# STATED PROBLEM:
Count the lines in the entries below that contain the word "plant", matching case exactly, and give only that number.
□ □ □ □ □ □ □
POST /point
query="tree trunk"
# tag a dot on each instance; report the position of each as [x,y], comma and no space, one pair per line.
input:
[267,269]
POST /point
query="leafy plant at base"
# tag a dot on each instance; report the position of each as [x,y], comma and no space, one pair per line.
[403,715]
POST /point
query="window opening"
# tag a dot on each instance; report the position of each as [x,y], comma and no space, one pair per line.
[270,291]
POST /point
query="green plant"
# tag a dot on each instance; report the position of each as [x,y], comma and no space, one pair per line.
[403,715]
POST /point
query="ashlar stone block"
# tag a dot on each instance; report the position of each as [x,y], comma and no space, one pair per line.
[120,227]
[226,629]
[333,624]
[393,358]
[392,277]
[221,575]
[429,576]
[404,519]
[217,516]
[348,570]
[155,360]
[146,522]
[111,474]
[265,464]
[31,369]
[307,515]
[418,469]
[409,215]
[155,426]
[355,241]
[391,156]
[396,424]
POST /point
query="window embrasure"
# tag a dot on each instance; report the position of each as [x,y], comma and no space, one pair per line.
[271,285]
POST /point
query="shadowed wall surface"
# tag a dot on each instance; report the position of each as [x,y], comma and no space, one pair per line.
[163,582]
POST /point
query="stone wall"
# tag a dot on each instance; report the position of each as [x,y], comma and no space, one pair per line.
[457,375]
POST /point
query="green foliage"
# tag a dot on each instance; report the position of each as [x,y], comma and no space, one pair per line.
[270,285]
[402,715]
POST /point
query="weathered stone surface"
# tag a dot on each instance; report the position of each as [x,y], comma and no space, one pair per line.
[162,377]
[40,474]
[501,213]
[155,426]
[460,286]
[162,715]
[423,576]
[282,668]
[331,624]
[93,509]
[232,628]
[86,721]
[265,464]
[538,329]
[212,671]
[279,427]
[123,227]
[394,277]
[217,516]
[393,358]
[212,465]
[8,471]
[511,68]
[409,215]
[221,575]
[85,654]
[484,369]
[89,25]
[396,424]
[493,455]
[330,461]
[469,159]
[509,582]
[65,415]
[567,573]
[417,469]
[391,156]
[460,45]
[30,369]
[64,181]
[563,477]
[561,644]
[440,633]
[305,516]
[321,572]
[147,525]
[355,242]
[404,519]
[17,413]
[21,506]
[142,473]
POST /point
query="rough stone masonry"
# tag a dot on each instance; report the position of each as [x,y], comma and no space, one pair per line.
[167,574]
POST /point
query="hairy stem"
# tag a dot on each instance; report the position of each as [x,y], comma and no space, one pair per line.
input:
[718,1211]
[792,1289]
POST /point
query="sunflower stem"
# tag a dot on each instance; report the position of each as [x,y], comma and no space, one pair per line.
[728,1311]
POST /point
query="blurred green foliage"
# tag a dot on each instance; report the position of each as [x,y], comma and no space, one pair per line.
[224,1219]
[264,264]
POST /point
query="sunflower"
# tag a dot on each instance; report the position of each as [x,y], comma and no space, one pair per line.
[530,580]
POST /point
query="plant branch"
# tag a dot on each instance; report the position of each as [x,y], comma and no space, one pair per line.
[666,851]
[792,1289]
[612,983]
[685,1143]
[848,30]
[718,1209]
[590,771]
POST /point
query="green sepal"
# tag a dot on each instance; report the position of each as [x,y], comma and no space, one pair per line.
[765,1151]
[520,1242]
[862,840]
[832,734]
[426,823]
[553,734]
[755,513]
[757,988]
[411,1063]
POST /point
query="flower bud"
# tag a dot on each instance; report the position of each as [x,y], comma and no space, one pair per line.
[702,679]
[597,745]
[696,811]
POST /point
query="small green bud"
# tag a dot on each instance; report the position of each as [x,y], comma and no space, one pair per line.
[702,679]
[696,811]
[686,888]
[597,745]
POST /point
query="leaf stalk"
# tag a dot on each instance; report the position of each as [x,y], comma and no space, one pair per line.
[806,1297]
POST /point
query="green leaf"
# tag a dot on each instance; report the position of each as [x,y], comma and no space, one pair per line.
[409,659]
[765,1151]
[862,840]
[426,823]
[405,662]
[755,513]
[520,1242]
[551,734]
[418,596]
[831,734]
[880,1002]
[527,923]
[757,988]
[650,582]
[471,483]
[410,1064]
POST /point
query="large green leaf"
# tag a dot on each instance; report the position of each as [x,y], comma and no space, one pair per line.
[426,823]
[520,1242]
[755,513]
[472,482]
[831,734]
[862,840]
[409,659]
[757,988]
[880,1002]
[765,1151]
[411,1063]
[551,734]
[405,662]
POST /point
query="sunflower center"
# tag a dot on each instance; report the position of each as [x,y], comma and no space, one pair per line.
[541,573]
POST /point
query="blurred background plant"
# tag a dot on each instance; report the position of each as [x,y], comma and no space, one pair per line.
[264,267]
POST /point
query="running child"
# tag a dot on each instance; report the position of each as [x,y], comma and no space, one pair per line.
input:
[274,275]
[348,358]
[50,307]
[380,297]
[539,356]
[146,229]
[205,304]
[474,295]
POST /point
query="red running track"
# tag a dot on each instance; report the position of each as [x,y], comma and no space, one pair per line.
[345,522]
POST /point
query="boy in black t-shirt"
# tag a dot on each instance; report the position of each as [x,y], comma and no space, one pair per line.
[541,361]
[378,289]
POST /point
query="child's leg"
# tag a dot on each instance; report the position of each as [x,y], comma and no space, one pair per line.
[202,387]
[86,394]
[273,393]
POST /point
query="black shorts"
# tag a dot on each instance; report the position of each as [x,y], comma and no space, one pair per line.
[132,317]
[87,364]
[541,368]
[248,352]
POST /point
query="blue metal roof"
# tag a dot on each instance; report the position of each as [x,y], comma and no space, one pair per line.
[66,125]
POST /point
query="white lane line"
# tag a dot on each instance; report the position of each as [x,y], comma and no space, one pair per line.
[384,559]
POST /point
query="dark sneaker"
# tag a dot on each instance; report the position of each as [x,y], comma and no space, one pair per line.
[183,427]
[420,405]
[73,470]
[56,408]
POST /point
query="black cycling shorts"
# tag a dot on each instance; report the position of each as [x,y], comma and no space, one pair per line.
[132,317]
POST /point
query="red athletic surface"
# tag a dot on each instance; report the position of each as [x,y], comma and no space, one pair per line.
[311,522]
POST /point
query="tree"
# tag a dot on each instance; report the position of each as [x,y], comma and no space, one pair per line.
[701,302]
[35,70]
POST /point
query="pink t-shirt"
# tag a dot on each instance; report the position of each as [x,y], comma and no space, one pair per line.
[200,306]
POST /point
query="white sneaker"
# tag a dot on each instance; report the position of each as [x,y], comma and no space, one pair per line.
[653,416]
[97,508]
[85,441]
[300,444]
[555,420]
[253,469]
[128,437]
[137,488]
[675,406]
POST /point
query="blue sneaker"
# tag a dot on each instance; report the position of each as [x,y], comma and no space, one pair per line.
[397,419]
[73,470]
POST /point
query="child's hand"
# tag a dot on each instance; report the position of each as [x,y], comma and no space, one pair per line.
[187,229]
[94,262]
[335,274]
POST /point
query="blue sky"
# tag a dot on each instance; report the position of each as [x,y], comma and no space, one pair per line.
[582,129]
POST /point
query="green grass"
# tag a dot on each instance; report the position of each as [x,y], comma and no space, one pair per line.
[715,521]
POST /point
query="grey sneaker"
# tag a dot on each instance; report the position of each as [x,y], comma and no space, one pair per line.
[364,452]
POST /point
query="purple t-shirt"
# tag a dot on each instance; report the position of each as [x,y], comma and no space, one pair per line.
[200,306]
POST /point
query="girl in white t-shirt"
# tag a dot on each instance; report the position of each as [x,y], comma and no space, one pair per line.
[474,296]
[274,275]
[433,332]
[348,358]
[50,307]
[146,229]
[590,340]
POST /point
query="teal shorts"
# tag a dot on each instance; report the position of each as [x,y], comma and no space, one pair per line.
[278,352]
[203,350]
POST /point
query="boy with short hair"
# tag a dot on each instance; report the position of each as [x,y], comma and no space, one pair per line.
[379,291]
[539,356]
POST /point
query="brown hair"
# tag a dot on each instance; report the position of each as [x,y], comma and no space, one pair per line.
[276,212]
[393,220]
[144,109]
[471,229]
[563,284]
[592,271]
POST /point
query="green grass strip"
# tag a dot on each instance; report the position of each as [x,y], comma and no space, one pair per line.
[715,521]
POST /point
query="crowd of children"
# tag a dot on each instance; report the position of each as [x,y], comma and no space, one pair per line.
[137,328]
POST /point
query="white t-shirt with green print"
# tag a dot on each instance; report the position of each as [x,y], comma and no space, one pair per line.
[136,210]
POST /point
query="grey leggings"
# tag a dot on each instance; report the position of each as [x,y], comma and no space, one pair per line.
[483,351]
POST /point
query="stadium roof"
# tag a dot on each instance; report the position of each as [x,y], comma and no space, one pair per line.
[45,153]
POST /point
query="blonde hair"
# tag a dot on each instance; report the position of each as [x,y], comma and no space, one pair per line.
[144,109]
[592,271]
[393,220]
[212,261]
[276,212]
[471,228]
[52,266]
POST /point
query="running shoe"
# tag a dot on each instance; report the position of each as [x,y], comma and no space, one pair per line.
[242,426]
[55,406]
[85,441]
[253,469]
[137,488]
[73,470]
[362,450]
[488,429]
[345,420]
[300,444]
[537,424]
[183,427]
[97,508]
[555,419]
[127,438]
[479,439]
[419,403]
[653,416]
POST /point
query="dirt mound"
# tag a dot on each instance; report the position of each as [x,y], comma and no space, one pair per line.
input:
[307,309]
□ □ □ □ □ □ □
# THE ANSWER:
4